## [Requirement 1]
Return the passage of the binary tree search post from "Performance and stack" to "very large tree." word for word.

## [Extracted text]
_ _ _ _ _

It depends
This really depends on whether values in your binary tree are strictly ordered. Your first function will search the right branch if the value is not found in the left branch. The second will only follow either the left or the right branch, but not both.
They are not equivalent.
Performance and stack considerations
If we assume strict ordering then the first function will be less efficient as it will search all nodes. Performance will be O(n) while with the second function, performance will be O(log n). The first function is also not tail-recursive, so you run the risk of a stack overflow for a very large tree.
If you want to make this tail-recursive, one approach is to maintain a stack or worklist of nodes to deal with and work through them as we go. We search left branches first, pushing the right branches onto the stack. Once we hit an Empty left branch, we start consuming the stack.
let rec search x t stack =
match t, stack with
| Empty, [] -> Empty
| Empty, n::ns -> search x n ns
| Node (v, _, _), _ when x = v -> t
| Node (_, l, r), _ -> search x l @@ r :: stack
We can hide the stack argument by making this a local function.
let search x t =
let rec search' x t stack =
match t, stack with
| Empty, [] -> Empty
| Empty, n::ns -> search' x n ns
| Node (v, _, _), _ when x = v -> t
| Node (_, l, r), _ -> search' x l @@ r :: stack
in
search' x t []
A further suggestion
If we can assume strict ordering in the tree, I would probably suggest the following, using conditional guards.
let rec search x t =
match t with
| Empty -> Empty
| Node (v, _, _) when x = v -> t
| Node (v, l, _) when x < v -> search x l
| Node (_, _, r) -> search x r
Which we can reduce to:
let rec search x = function
| Empty -> Empty
| Node (v, _, _) as t when x = v -> t
| Node (v, l, _) when x < v -> search x l
| Node (_, _, r) -> search x r

_ _ _ _ _

## [Requirement 2]
Retype the rows below, starting with the first row and ending with the line that contains "left=150, top=77, right=166, bottom=83", with both of those lines included.

## [Source records]
_ _ _ _ _

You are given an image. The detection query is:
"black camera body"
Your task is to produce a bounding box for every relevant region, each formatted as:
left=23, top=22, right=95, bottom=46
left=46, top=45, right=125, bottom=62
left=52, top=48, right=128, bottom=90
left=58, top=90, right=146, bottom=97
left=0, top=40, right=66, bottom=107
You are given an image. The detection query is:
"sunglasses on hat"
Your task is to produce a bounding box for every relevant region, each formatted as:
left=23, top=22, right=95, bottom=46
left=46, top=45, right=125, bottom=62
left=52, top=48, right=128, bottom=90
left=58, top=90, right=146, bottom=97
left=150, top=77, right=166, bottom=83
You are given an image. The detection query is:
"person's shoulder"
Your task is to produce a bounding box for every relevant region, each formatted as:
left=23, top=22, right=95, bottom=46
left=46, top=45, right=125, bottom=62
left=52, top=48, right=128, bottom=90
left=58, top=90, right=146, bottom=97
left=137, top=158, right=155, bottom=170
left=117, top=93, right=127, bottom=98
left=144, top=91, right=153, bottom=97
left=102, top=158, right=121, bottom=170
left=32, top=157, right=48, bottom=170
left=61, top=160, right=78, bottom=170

_ _ _ _ _

## [Full answer 1]
Performance and stack considerations
If we assume strict ordering then the first function will be less efficient as it will search all nodes. Performance will be O(n) while with the second function, performance will be O(log n). The first function is also not tail-recursive, so you run the risk of a stack overflow for a very large tree.

## [Full answer 2]
You are given an image. The detection query is:
"black camera body"
Your task is to produce a bounding box for every relevant region, each formatted as:
left=23, top=22, right=95, bottom=46
left=46, top=45, right=125, bottom=62
left=52, top=48, right=128, bottom=90
left=58, top=90, right=146, bottom=97
left=0, top=40, right=66, bottom=107
You are given an image. The detection query is:
"sunglasses on hat"
Your task is to produce a bounding box for every relevant region, each formatted as:
left=23, top=22, right=95, bottom=46
left=46, top=45, right=125, bottom=62
left=52, top=48, right=128, bottom=90
left=58, top=90, right=146, bottom=97
left=150, top=77, right=166, bottom=83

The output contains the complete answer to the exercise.